<<<<

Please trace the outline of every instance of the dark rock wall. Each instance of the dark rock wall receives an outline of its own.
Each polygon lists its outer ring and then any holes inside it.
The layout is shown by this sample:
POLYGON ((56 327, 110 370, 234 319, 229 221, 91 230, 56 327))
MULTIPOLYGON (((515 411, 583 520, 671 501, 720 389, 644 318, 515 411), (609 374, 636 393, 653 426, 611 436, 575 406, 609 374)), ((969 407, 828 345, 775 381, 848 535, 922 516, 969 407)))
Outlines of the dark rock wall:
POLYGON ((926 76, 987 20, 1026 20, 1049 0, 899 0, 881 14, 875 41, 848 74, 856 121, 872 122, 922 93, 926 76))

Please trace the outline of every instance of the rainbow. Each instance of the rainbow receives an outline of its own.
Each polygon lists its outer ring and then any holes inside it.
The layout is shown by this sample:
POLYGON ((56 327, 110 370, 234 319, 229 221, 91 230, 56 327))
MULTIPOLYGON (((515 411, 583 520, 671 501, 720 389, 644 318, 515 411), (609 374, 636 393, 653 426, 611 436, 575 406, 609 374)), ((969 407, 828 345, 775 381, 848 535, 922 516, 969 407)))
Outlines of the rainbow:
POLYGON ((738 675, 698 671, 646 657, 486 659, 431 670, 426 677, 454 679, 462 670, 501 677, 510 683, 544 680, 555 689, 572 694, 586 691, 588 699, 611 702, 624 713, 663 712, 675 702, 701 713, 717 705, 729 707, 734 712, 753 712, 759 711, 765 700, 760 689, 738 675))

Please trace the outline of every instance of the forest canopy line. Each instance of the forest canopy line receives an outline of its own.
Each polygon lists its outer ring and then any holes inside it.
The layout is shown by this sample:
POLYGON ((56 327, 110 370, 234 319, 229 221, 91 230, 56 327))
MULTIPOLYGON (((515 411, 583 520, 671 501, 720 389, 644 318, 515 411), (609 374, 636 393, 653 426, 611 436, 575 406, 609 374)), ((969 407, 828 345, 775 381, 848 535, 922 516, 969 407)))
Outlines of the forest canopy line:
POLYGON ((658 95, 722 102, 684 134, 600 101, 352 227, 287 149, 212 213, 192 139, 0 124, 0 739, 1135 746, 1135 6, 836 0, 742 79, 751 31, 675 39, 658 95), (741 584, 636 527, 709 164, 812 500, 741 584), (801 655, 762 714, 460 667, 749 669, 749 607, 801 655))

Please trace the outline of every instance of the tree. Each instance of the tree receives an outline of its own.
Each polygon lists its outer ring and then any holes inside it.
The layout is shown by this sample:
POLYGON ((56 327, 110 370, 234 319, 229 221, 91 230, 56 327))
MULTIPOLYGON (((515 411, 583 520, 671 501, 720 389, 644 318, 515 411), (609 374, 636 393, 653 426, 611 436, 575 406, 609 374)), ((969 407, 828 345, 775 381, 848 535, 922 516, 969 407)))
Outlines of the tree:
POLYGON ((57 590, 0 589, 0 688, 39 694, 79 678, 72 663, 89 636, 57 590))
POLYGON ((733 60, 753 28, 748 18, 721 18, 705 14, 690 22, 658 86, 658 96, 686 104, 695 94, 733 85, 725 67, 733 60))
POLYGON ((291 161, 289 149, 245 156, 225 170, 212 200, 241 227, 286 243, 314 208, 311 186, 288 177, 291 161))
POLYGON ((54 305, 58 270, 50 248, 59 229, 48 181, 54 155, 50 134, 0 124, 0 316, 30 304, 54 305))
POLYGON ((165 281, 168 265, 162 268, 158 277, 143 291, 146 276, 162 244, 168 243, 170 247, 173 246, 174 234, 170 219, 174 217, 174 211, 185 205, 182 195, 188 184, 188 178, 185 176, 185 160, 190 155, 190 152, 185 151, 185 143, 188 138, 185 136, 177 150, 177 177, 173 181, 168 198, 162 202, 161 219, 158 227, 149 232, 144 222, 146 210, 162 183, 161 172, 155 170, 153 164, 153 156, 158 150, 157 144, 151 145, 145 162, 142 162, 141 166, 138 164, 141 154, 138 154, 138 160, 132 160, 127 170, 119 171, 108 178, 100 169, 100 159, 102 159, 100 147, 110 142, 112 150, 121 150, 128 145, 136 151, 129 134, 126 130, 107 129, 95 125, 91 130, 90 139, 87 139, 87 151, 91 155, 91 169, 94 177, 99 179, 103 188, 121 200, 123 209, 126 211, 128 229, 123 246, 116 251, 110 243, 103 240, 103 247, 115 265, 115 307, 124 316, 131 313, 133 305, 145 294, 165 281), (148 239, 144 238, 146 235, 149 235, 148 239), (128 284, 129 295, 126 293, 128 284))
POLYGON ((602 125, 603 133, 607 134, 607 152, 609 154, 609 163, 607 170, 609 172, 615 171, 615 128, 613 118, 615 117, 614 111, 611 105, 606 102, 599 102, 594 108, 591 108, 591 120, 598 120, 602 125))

>>>>

Copy out the section of the records that begins with the line containing "Please trace the outline of every instance of the tree." and ends with the line containing "POLYGON ((165 281, 168", with both of those lines included. Reproduce each line in that span without any change.

Please trace the outline of every instance of the tree. Each instance of the tree receives an outline of its own.
Each polygon lists its outer ring and then any holes inside it.
The layout is shown by this sample:
POLYGON ((56 327, 110 370, 234 319, 229 221, 91 230, 56 327))
MULTIPOLYGON (((515 411, 583 520, 671 501, 720 389, 644 318, 515 411), (609 374, 636 393, 653 426, 611 436, 575 406, 609 374)), ((969 407, 828 345, 775 381, 848 535, 922 516, 969 407)))
Outlines of the tree:
POLYGON ((57 590, 0 589, 0 688, 39 694, 79 678, 72 663, 89 636, 57 590))
POLYGON ((733 60, 753 28, 748 18, 721 18, 705 14, 690 22, 658 86, 658 96, 686 104, 695 94, 733 85, 725 67, 733 60))
POLYGON ((291 161, 289 149, 245 156, 225 170, 212 200, 241 227, 286 243, 314 208, 311 186, 288 177, 291 161))
POLYGON ((54 305, 58 270, 50 248, 59 229, 48 181, 54 155, 50 134, 0 124, 0 316, 30 304, 54 305))
POLYGON ((165 281, 168 265, 162 268, 158 277, 143 291, 146 276, 162 244, 168 243, 170 247, 173 246, 174 234, 170 219, 174 217, 174 211, 185 205, 182 195, 188 184, 188 178, 185 176, 185 160, 190 155, 190 152, 185 151, 185 143, 188 138, 185 136, 177 150, 177 177, 173 181, 168 198, 162 202, 161 219, 158 227, 149 232, 144 222, 146 210, 162 183, 161 172, 155 170, 153 164, 153 156, 158 150, 157 144, 151 145, 145 162, 142 162, 141 166, 138 164, 141 154, 138 154, 138 160, 132 160, 127 170, 119 171, 108 178, 100 169, 100 159, 102 159, 100 147, 110 142, 112 150, 121 150, 128 145, 136 151, 129 134, 126 130, 107 129, 95 125, 91 130, 90 139, 87 139, 87 151, 91 155, 91 169, 94 177, 99 179, 103 188, 121 200, 123 209, 126 211, 128 229, 123 246, 116 251, 110 243, 103 240, 103 247, 115 265, 115 307, 124 316, 131 313, 133 305, 145 294, 165 281), (148 239, 144 238, 146 235, 149 235, 148 239), (128 284, 129 295, 126 293, 128 284))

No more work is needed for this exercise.